__Instructions for the task__. Write out the rows again, starting with the line with "Point to one spot on every instance of the asphalt" and going on through the line with "[(91, 184)]". Replace "asphalt road" with "paved street" and leave everything else unchanged.

__Photo object pointing records__.
↓↓↓

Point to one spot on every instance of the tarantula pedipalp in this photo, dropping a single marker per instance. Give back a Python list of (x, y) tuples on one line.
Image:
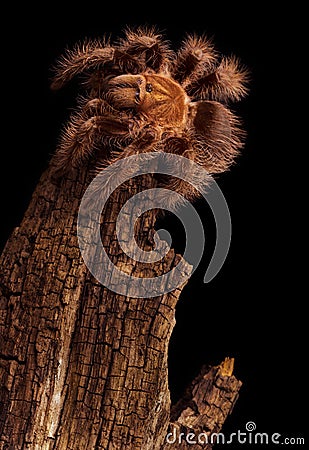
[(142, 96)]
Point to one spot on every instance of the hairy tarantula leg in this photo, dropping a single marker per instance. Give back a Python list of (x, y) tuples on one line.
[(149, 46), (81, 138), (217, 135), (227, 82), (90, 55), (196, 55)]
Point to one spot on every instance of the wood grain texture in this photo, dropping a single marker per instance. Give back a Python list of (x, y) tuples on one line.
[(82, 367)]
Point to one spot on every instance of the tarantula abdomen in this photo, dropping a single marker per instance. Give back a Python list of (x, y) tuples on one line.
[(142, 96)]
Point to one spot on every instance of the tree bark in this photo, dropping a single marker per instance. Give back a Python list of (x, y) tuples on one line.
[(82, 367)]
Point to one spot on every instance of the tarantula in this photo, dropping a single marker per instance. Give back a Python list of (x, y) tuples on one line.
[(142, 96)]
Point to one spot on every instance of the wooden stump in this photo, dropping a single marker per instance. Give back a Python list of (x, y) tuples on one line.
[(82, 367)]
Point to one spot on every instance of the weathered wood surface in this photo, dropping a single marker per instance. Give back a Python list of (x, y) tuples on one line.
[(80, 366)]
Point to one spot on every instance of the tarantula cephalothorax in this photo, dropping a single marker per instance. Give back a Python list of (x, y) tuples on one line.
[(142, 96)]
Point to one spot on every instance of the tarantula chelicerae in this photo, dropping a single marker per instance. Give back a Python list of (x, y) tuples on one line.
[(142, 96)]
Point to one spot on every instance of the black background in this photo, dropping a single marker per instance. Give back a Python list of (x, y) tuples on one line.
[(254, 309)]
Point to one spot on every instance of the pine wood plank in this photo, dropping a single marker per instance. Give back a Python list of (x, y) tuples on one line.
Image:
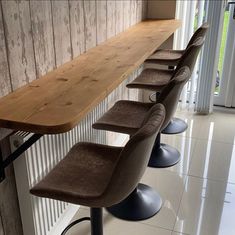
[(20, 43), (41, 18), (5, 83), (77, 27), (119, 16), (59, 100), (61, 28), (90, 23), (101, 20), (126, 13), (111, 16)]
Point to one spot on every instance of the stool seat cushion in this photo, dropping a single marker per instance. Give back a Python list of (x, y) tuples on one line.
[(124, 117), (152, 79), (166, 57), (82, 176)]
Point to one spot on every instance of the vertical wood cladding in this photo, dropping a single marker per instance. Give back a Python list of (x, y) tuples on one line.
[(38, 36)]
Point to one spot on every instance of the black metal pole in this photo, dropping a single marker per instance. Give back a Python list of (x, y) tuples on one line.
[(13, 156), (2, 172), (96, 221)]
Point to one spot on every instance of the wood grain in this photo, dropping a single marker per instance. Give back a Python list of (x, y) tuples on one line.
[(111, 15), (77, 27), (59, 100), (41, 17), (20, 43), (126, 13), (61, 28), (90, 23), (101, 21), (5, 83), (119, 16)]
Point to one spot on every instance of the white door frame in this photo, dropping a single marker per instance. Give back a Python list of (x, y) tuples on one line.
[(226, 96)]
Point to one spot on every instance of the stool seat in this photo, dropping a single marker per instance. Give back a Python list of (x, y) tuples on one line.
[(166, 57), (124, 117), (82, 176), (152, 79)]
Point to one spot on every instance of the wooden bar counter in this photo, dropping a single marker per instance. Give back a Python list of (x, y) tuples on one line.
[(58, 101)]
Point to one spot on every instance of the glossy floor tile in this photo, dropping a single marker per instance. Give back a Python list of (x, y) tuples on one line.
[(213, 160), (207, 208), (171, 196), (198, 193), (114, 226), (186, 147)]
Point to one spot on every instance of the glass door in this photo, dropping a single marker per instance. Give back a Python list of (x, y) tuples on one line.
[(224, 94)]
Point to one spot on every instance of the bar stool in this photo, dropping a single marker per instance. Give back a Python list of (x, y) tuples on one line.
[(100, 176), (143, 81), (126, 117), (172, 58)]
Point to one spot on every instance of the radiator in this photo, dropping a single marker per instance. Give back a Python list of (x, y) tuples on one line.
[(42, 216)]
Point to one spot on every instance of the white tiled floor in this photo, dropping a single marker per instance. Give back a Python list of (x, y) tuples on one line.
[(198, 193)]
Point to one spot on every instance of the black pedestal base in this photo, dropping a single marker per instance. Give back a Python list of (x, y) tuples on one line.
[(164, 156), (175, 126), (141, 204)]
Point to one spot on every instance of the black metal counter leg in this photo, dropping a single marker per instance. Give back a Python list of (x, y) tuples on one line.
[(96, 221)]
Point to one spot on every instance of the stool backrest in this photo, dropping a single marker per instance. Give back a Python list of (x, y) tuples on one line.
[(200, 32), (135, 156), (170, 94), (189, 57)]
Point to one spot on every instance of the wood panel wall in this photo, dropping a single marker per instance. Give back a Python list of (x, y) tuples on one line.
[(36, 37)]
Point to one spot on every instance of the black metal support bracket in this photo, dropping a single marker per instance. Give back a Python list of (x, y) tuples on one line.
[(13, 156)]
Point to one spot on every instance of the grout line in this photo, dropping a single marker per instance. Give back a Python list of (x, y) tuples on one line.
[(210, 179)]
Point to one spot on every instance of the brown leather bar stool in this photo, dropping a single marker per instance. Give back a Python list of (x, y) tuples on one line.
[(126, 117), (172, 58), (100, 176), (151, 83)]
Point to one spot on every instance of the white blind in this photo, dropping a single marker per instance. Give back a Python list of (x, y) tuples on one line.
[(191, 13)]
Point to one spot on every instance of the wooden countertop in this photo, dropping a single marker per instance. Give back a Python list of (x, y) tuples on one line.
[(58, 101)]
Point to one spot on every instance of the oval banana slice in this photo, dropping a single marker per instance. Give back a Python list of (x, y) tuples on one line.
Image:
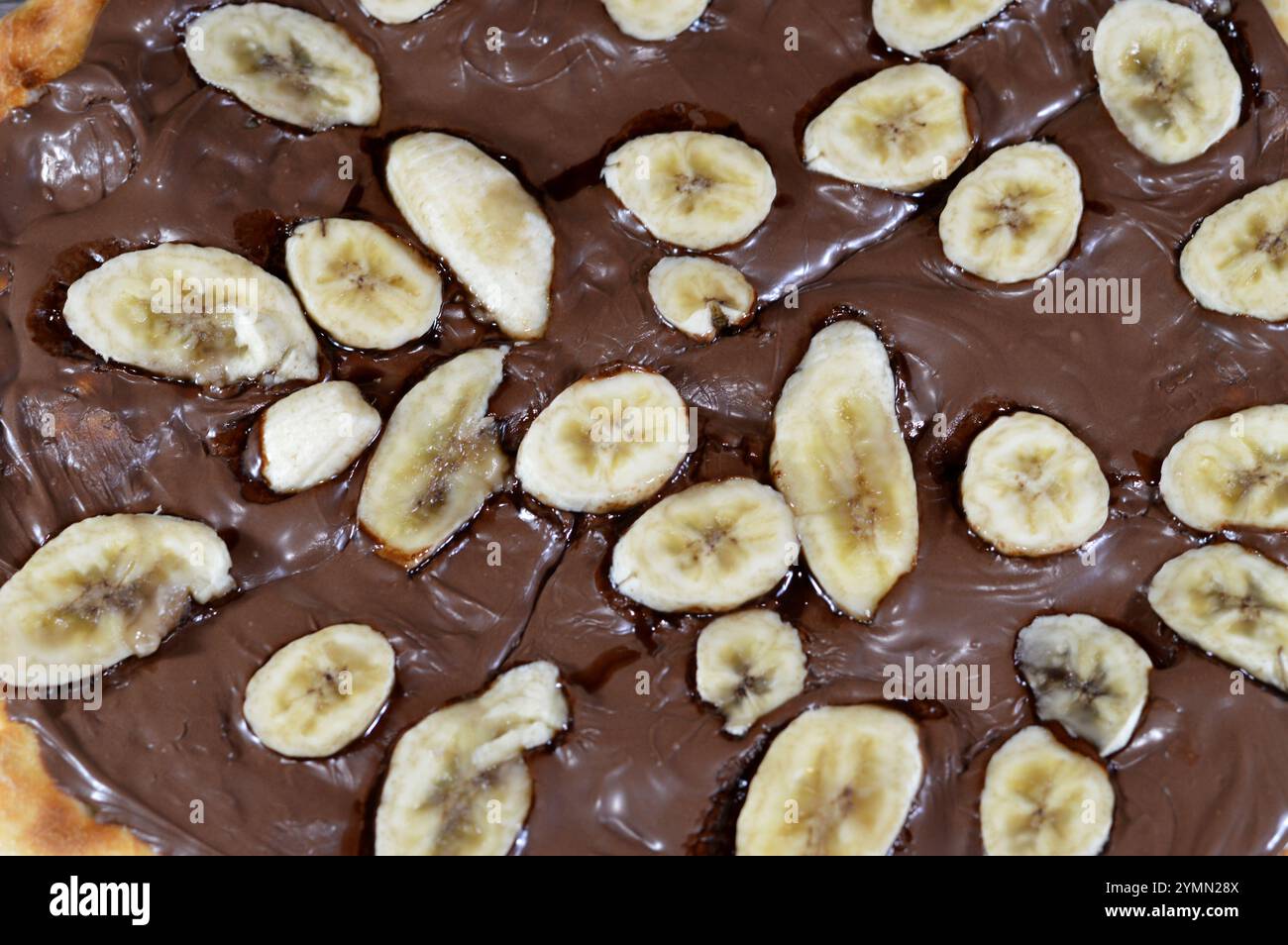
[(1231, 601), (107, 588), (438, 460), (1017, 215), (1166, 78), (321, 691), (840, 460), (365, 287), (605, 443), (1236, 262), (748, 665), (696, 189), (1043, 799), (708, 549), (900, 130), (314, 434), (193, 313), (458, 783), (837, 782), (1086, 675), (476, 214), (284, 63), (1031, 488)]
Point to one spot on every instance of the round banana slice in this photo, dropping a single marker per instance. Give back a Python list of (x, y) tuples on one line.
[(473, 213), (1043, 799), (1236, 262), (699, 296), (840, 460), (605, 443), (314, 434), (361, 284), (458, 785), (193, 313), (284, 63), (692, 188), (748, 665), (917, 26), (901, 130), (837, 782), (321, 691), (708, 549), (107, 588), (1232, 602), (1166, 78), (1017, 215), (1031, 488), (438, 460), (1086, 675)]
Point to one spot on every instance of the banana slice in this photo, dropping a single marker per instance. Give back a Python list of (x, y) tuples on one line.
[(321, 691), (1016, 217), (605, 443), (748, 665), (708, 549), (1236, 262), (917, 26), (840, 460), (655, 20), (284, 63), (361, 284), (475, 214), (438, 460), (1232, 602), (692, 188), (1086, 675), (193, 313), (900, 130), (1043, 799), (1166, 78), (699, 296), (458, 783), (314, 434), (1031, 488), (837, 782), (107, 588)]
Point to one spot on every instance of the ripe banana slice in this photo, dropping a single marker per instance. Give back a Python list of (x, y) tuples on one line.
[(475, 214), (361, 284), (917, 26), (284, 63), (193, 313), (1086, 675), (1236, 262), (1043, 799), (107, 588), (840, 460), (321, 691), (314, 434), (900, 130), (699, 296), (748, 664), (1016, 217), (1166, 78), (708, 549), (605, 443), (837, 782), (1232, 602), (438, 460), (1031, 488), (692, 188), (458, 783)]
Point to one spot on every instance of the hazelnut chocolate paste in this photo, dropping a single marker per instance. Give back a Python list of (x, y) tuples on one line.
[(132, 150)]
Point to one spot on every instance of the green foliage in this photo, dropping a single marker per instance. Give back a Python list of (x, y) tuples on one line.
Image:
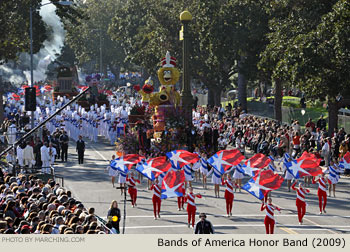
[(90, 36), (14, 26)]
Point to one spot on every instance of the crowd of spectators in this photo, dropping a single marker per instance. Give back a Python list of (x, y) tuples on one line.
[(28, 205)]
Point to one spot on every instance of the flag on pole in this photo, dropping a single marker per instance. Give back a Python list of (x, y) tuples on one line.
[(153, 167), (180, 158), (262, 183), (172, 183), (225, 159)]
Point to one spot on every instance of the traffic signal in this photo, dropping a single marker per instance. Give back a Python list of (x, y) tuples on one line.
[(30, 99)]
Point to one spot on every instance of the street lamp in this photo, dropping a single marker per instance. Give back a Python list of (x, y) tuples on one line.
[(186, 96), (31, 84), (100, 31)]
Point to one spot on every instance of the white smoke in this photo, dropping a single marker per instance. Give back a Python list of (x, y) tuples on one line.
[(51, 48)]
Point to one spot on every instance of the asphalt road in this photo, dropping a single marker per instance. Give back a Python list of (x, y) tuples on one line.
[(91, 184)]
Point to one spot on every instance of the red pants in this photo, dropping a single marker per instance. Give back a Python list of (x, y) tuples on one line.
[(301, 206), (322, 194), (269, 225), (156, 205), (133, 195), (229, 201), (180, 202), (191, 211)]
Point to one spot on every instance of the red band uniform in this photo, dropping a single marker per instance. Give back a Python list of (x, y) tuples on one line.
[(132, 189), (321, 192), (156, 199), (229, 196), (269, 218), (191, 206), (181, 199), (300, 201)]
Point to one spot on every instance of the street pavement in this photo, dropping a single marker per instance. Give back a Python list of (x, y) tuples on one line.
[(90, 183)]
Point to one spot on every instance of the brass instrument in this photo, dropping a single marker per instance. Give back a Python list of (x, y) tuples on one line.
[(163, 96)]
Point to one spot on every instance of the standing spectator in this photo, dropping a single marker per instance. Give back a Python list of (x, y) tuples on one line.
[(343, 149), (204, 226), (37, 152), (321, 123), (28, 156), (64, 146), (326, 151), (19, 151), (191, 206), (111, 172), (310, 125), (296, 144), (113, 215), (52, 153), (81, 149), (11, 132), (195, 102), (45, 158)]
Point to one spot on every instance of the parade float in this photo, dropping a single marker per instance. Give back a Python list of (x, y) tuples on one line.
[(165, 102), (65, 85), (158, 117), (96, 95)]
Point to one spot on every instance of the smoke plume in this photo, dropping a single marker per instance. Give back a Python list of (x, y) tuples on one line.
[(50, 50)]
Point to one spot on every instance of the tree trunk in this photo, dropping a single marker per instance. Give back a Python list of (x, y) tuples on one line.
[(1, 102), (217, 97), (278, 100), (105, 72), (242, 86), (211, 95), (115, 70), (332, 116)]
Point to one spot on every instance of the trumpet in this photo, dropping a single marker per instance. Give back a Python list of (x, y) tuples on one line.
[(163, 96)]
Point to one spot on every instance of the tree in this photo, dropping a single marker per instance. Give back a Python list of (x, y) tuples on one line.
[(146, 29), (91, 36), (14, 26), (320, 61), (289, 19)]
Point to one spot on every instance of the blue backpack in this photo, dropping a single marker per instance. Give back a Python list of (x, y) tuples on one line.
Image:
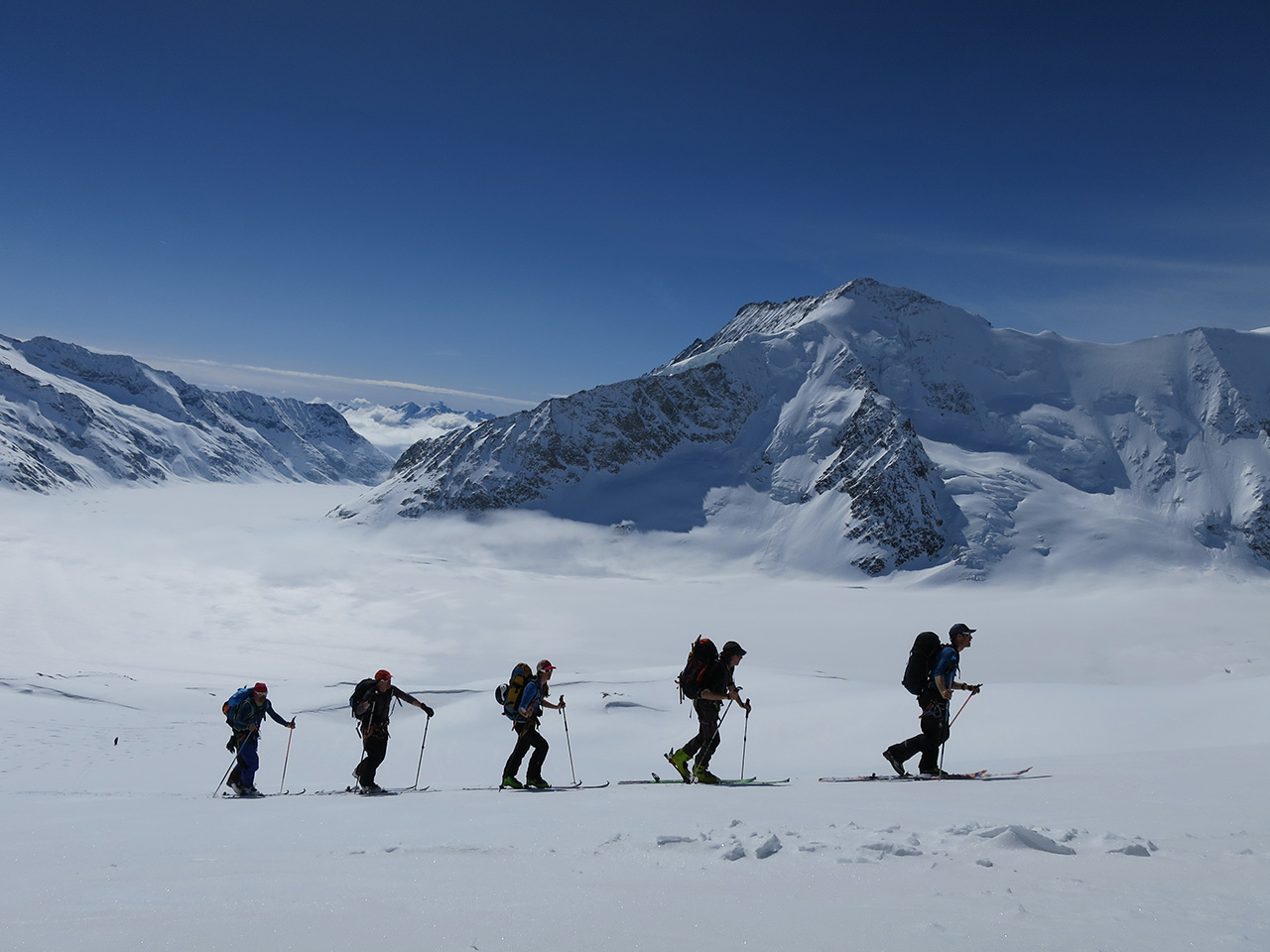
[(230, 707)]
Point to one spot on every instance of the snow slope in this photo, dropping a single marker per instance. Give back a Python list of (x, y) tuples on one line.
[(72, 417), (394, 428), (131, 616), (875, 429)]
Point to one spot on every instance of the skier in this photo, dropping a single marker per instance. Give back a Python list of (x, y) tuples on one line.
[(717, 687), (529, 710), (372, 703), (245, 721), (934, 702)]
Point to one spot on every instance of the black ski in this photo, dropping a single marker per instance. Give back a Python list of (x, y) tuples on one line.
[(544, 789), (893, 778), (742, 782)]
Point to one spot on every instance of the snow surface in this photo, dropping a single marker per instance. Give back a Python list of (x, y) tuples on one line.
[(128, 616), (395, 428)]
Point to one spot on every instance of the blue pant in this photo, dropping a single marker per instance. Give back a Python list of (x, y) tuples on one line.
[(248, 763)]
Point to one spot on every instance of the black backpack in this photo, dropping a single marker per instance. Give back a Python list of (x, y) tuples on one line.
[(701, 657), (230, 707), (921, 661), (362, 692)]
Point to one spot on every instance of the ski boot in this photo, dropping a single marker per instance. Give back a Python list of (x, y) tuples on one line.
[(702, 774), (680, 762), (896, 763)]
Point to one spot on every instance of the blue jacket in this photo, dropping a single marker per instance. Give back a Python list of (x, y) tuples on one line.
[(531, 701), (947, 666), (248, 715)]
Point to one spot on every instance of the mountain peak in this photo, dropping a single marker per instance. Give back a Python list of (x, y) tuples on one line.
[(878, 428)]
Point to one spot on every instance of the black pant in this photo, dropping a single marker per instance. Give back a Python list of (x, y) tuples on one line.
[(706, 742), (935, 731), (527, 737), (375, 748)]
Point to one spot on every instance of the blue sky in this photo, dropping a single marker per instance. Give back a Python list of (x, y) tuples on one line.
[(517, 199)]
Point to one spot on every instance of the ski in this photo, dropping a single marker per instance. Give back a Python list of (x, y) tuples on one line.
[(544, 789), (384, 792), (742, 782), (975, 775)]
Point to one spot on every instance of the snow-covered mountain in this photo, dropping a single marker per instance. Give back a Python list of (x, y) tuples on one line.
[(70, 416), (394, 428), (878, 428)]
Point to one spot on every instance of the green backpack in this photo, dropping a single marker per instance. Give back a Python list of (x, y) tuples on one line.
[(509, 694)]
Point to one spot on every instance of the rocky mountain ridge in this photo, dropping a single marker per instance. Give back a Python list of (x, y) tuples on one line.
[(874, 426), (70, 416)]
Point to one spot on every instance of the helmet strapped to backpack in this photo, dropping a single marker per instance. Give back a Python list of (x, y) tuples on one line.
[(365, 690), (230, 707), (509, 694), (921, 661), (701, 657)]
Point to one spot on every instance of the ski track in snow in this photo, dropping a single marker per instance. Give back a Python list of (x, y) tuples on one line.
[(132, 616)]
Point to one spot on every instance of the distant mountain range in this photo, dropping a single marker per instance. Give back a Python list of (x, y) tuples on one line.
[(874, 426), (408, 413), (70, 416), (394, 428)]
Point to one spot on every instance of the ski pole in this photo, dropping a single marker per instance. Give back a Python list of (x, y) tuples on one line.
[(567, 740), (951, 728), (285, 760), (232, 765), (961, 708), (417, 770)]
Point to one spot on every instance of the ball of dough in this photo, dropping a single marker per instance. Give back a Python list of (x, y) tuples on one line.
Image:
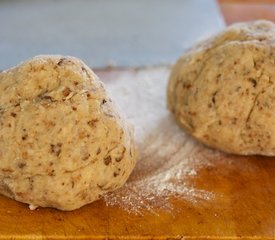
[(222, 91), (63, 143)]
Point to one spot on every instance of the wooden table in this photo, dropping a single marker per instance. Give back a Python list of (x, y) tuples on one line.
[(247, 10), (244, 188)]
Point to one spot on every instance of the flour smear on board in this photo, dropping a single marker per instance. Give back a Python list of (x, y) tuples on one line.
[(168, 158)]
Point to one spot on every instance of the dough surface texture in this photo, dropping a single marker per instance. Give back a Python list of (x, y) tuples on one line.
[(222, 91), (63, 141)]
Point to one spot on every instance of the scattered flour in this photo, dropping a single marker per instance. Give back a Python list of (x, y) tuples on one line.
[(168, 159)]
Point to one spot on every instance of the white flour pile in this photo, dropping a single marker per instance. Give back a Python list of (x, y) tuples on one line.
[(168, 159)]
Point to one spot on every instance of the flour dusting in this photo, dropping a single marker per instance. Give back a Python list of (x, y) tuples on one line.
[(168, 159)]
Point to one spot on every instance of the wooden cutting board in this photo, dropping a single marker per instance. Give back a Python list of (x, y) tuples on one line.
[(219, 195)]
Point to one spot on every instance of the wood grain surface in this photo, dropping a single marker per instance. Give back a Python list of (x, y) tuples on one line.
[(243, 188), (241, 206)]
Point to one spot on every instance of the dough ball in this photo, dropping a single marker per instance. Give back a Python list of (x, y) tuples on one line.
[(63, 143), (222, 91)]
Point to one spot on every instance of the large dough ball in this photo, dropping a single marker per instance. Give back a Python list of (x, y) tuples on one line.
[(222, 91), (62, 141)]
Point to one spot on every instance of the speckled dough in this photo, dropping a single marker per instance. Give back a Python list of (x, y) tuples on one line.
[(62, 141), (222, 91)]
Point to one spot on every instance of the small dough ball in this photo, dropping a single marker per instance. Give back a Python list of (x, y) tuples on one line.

↑↑↑

__Task solution__.
Point to one spot on every instance of the paved street in this photo, dropping a single marker per instance. Give back a Python list of (x, y) tuples on one line.
[(91, 184)]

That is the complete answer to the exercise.